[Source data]
========================================

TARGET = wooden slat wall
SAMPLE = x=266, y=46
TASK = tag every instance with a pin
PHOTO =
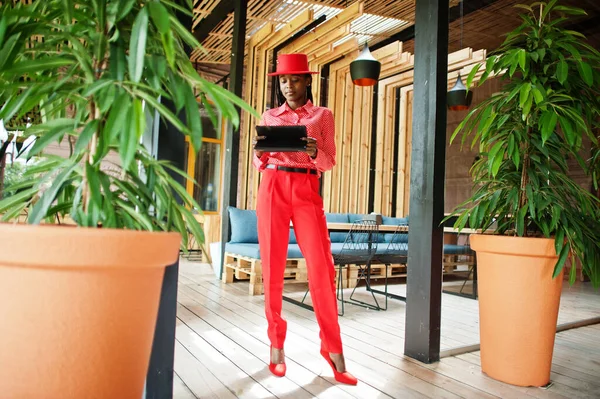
x=346, y=187
x=385, y=175
x=320, y=51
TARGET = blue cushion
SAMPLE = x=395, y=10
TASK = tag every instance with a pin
x=395, y=221
x=337, y=218
x=253, y=250
x=400, y=237
x=294, y=251
x=249, y=250
x=244, y=227
x=383, y=249
x=355, y=217
x=336, y=247
x=292, y=239
x=451, y=249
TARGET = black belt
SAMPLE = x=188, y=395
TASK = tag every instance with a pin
x=287, y=169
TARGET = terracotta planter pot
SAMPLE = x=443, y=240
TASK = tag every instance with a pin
x=78, y=308
x=518, y=307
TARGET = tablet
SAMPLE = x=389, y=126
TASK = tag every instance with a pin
x=281, y=138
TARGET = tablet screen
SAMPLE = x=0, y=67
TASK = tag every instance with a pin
x=281, y=138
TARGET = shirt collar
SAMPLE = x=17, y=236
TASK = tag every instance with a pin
x=308, y=107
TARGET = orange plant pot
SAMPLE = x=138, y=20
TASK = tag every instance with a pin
x=78, y=307
x=518, y=307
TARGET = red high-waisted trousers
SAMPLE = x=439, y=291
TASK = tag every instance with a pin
x=285, y=196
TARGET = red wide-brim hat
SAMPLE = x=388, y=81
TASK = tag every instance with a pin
x=291, y=64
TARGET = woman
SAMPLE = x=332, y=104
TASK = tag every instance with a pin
x=289, y=191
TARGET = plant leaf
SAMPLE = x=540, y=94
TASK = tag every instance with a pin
x=160, y=17
x=117, y=61
x=562, y=71
x=130, y=137
x=585, y=70
x=137, y=45
x=40, y=209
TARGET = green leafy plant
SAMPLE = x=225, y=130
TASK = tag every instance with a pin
x=94, y=70
x=528, y=130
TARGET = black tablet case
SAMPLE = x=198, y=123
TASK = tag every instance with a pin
x=281, y=138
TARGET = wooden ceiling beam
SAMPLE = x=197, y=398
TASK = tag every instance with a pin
x=217, y=15
x=453, y=14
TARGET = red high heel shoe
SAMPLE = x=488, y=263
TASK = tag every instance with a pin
x=345, y=377
x=277, y=369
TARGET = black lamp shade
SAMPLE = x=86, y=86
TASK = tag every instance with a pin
x=458, y=97
x=365, y=69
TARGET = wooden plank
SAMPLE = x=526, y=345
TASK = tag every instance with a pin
x=475, y=58
x=321, y=42
x=401, y=155
x=321, y=31
x=404, y=63
x=346, y=158
x=377, y=205
x=388, y=50
x=278, y=37
x=357, y=154
x=339, y=112
x=180, y=390
x=388, y=150
x=365, y=150
x=198, y=379
x=261, y=35
x=408, y=153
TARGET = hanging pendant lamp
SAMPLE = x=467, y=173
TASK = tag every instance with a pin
x=458, y=97
x=365, y=69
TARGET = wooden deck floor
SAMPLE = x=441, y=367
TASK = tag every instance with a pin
x=222, y=349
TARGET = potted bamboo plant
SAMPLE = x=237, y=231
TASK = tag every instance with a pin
x=548, y=107
x=78, y=304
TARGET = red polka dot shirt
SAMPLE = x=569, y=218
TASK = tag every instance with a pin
x=319, y=125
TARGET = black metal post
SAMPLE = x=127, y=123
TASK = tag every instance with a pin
x=232, y=139
x=424, y=281
x=170, y=146
x=159, y=380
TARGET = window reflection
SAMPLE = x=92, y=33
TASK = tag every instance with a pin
x=207, y=172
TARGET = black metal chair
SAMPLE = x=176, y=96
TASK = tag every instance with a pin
x=396, y=252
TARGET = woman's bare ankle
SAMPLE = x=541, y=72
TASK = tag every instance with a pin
x=339, y=361
x=277, y=356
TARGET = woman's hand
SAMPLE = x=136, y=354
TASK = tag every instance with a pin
x=311, y=146
x=255, y=140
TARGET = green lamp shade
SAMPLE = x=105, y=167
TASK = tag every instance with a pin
x=365, y=69
x=458, y=97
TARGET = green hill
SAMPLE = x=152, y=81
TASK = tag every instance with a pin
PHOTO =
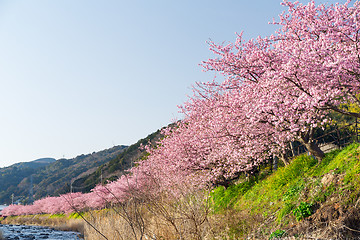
x=304, y=200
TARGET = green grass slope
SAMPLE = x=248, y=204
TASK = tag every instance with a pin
x=303, y=200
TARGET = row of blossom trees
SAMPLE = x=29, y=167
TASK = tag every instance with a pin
x=277, y=89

========================================

● **Job**: Starting with the line that contains "TARGET = green lamp shade" and going on through the end of the material, write those lines out again with "pin" replaced by "dot" and everything else unchanged. Leave the pictures out of your answer.

● **Correct output**:
TARGET = green lamp shade
SAMPLE = x=105, y=167
TASK = tag every instance with a dot
x=365, y=69
x=458, y=97
TARGET = green hill
SAMPLE = x=152, y=81
TASK = tag every instance with a dot
PHOTO =
x=304, y=200
TARGET = green grass slope
SAMPLE = x=248, y=204
TASK = tag every instance with a dot
x=303, y=200
TARGET = row of blossom trees
SAMPLE = x=29, y=167
TASK = tag every instance with a dot
x=277, y=89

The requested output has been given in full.